# Passage shown:
Segment Open

Non-binary people, or anyone, are not put here on this Earth to explain "the right to exist" to people who literally get angry at the idea of said group existing, which in your own words you seem to be getting "built up" over time since you can't express your views without repercussions.

If your attitude is literally "if I talk about it I will get banned" then you are either lying to yourself about how you actually feel about this and you clearly have stronger emotions than you're leading on, or you're not mature enough to talk about this without flying off the handlebars, or both considering you wrote to an anonymous confession thread ranting about the topic you are complaining that "you can't talk about".

Here is a hint, if you have fucked up internalized feelings regarding a topic that is inducing borderline rage/ranting posts about said topic, talk to a therapist and don't unload your baggage onto random people who fit the topic of your rant.
 

Ketkat

Banned
Oct 25, 2017
4,727
Gonna post this to close that chapter:

There's a difference between wanting to talk something through and sitting here and writing 12 paragraphs about how this is the truth that we need to accept. You also are kind of contradicting yourself throughout this apology. You say that you should not have said these things, but that we should also have fostered an area for you to say these things in a way that doesn't allow you to be banned.

I'm not trying to say that to be mean, but that I understand where you're coming from. You understand that what you said was hurtful but you still believe those thoughts that you have, and you're conflicted about it now. I do agree with a lot of what TLBB said above and that a therapist would be the best for helping you work through these thoughts, but I also know through experience that recommending a therapist to someone doesn't often really solve the issue as not everyone is willing to take that step.

Segment Closed

# Data to examine:

Segment Open

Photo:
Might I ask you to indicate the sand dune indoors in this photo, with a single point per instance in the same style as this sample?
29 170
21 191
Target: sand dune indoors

Segment Closed

# Your objective:
Copy out the forum posts about the apology and non-binary people word for word, in full. The records have no connection to the forum posts.

# Output for this exercise:
Non-binary people, or anyone, are not put here on this Earth to explain "the right to exist" to people who literally get angry at the idea of said group existing, which in your own words you seem to be getting "built up" over time since you can't express your views without repercussions.

If your attitude is literally "if I talk about it I will get banned" then you are either lying to yourself about how you actually feel about this and you clearly have stronger emotions than you're leading on, or you're not mature enough to talk about this without flying off the handlebars, or both considering you wrote to an anonymous confession thread ranting about the topic you are complaining that "you can't talk about".

Here is a hint, if you have fucked up internalized feelings regarding a topic that is inducing borderline rage/ranting posts about said topic, talk to a therapist and don't unload your baggage onto random people who fit the topic of your rant.
 

Ketkat

Banned
Oct 25, 2017
4,727
Gonna post this to close that chapter:

There's a difference between wanting to talk something through and sitting here and writing 12 paragraphs about how this is the truth that we need to accept. You also are kind of contradicting yourself throughout this apology. You say that you should not have said these things, but that we should also have fostered an area for you to say these things in a way that doesn't allow you to be banned.

I'm not trying to say that to be mean, but that I understand where you're coming from. You understand that what you said was hurtful but you still believe those thoughts that you have, and you're conflicted about it now. I do agree with a lot of what TLBB said above and that a therapist would be the best for helping you work through these thoughts, but I also know through experience that recommending a therapist to someone doesn't often really solve the issue as not everyone is willing to take that step.